> REQUIREMENTS
Return the passage of the Zeitgeist Radio transcript below, starting with "Hey, everyone. I" and going on through "journey pretty young.", copied word for word.

> SELECTION
* Start *

Welcome to Zeitgeist Radio. I'm your host, Morgan Rowe, founder of the Zeitgeist Academy. Zeitgeist means spirit of the times, and it is the collection of cultural forces that all contribute to what it feels like to be alive and part of a dynamic culture. Every episode I speak with someone from a unique musical subculture.
We dig into their passion and explore how music is a powerful force that brings people together. If you're like me, you come out of these interviews with all sorts of questions. Each week, after speaking with one of our amazing guests, I dive into something they introduced us to that I find interesting or important.
I write a blog post about it and email a nice tidy bundle to your inbox. Every two weeks, never miss an exploration of an awesome musical subculture. Join the academy and sign up for my free newsletter@zeitgeistacademy.com slash radio.
Hey, everyone. I got married this last week, and I didn't have the time to put a full episode together for you. However, I didn't want to leave you hanging. I thought I'd take this week to share my story. What's my musical background, and what is this whole zeitgeist thing anyway? I started my musical journey pretty young.
My mom played French horn long before I was _around_, so that was always with me. When I was about two years old, I joined Kinder Music, which is a program for young children. Great program. Uh, and did that all the way through until I was about eight. At eight, I graduated from Kinder Music, started taking piano lessons.
I continued with piano all the way through college, but in high school, I also joined choir. I had incredible experiences in high school. I traveled to San Francisco, New York, saw Broadway shows, went on tour, and really got my first feel for what a choir experience is like and how closely you can bond with other people in a musical ensemble.
In college, I wanted to continue those wonderful experiences, so I signed up for piano lessons and choir. I was actively not going to major in music, but I did want to take some classes and minor. I fell in with the crowd in the music department and made my closest connections in college there. While in college, I was also introduced to the word zeitgeist.
Now remember, I wasn't going to major in music. It was my minor because it was fun. My real major was anthropology. I am fascinated by why people do what they do. And cultural forces seemed more powerful in driving behavior than individual psychology or neuroscience, both of which I also considered.
Humans don't exist in a vacuum. They exist in context. We are all influenced by what's around us, and understanding what those forces are can shed light on why people are behaving the way they are. So the word zeitgeist really stuck with me, and because my original exposure was in the context of music, it was easy for me to realize that plugging into the zeitgeist that created a piece of music brought that music to life in a way that is far more powerful than listening alone.
People say music is a universal language, but I would argue that it's actually the making of music that is universal. Music structure and form is often specific to culture, technology, and zeitgeist. I was lucky that my department had some Awesome music history teachers. I don't remember a single bad or boring class.
And they tied the history curriculum in with the theory classes too. So you'd be in music history watching each era be brought to life by the professor, and then go to your theory class and dig into exactly how they accomplished it as the ages went on. It was here, watching the history of the Western classical tradition unfold over the course of four years, that it became clear that Everything cycles.
Youth create dynamic new music. Youth grow into adults and start refining their craft and creating works of genius. Meanwhile, new youth come on the scene and look at the prevailing music with disdain and revolt against whatever structure it is at the time, and the new youth create dynamic new music.

* End *

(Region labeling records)
* Start *

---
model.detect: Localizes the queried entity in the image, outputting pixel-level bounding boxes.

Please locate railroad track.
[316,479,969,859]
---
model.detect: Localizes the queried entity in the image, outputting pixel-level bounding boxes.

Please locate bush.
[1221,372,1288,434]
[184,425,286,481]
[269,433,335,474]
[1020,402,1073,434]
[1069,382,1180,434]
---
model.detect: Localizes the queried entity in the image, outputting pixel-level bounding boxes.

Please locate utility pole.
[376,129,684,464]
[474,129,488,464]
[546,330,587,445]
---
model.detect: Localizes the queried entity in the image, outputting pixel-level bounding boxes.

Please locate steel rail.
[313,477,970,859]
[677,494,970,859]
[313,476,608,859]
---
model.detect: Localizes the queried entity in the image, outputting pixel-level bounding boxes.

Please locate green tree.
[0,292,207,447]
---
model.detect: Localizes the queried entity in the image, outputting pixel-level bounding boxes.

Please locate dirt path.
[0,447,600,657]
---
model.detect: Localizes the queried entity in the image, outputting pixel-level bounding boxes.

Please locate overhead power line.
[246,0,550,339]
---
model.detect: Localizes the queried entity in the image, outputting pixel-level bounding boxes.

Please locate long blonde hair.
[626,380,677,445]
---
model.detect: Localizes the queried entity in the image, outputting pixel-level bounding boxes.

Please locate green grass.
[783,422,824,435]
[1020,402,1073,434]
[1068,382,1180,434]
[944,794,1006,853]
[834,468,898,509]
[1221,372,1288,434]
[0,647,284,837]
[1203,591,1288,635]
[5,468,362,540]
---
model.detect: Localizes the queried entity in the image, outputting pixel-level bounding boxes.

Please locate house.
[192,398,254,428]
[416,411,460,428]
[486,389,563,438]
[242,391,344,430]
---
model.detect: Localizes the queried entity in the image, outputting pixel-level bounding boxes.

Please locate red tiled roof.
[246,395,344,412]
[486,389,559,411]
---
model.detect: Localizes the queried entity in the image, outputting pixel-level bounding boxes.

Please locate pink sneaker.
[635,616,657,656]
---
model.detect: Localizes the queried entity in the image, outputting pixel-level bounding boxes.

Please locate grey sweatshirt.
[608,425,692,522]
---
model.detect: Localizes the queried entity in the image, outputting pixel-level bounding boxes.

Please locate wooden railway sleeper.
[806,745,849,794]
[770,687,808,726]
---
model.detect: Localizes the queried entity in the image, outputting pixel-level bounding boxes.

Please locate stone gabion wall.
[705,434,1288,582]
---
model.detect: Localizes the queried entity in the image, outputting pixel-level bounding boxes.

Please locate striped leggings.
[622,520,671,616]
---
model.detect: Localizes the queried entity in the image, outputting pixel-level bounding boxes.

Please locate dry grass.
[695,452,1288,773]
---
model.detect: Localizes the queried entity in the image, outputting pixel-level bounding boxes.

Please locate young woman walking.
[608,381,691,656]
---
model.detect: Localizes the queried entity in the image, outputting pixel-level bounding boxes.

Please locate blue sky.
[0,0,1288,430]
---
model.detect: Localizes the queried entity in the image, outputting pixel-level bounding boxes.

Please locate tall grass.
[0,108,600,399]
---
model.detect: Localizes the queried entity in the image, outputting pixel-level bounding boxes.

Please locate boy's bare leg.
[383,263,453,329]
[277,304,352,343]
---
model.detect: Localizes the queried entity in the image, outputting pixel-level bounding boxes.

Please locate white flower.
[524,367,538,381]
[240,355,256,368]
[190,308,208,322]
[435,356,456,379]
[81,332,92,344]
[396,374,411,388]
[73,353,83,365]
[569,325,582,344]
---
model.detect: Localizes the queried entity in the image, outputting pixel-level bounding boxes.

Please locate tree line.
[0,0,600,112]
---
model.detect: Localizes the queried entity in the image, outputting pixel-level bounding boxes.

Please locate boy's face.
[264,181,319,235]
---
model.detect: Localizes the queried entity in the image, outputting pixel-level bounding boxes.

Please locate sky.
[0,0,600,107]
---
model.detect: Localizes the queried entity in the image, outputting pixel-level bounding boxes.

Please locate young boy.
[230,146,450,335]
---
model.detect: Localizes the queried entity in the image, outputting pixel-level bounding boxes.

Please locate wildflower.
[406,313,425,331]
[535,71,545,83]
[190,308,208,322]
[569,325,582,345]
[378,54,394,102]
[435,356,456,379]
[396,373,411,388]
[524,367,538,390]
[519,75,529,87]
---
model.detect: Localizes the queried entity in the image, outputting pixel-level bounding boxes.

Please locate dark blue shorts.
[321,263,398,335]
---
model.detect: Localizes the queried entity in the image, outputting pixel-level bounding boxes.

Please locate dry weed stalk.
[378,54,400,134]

* End *
* Start *

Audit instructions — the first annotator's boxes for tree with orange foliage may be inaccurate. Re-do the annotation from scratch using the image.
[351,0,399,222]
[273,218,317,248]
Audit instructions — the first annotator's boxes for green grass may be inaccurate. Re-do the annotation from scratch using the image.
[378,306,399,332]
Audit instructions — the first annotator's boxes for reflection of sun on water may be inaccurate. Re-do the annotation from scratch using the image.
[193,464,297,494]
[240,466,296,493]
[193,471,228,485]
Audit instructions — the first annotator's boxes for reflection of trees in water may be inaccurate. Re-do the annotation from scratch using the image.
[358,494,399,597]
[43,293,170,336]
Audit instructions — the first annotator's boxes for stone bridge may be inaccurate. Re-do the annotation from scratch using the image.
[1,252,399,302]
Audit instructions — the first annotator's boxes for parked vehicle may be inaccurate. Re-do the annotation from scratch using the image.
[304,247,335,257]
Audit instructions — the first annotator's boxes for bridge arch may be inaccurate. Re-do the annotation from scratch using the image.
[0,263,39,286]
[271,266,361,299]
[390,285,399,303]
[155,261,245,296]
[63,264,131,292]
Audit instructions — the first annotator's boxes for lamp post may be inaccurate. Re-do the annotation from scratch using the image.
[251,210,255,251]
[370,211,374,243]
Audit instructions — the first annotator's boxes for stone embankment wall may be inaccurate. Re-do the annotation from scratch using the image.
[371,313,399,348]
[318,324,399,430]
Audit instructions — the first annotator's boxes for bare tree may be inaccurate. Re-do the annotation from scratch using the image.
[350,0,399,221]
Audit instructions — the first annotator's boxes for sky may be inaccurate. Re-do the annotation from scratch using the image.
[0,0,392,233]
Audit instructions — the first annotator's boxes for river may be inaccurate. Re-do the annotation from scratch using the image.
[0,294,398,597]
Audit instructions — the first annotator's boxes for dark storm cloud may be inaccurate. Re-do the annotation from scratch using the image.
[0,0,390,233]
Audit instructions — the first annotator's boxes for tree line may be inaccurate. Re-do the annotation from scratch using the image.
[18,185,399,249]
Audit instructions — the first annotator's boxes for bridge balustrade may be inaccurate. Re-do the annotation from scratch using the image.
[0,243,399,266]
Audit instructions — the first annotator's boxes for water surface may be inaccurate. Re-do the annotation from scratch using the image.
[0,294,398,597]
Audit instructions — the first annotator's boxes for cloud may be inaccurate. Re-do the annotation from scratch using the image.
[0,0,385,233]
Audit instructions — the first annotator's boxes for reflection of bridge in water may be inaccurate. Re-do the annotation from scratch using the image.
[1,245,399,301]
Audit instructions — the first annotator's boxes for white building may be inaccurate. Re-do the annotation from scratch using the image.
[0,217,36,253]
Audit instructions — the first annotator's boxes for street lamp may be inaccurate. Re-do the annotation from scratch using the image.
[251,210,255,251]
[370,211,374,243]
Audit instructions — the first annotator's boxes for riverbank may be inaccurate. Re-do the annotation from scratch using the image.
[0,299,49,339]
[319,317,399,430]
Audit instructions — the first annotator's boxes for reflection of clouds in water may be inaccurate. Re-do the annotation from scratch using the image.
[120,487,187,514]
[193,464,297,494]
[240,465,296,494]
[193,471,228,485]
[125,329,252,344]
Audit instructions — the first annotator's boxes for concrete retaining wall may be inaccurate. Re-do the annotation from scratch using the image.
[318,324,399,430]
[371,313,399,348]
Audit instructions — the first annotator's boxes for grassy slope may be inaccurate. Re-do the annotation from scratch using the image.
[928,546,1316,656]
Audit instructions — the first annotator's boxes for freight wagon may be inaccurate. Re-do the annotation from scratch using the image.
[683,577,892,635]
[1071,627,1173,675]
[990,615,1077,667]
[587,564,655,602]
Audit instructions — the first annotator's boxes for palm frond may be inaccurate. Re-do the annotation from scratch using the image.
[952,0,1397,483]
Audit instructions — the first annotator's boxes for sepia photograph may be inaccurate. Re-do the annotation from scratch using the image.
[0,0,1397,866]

* End *

> RESULT
Hey, everyone. I got married this last week, and I didn't have the time to put a full episode together for you. However, I didn't want to leave you hanging. I thought I'd take this week to share my story. What's my musical background, and what is this whole zeitgeist thing anyway? I started my musical journey pretty young.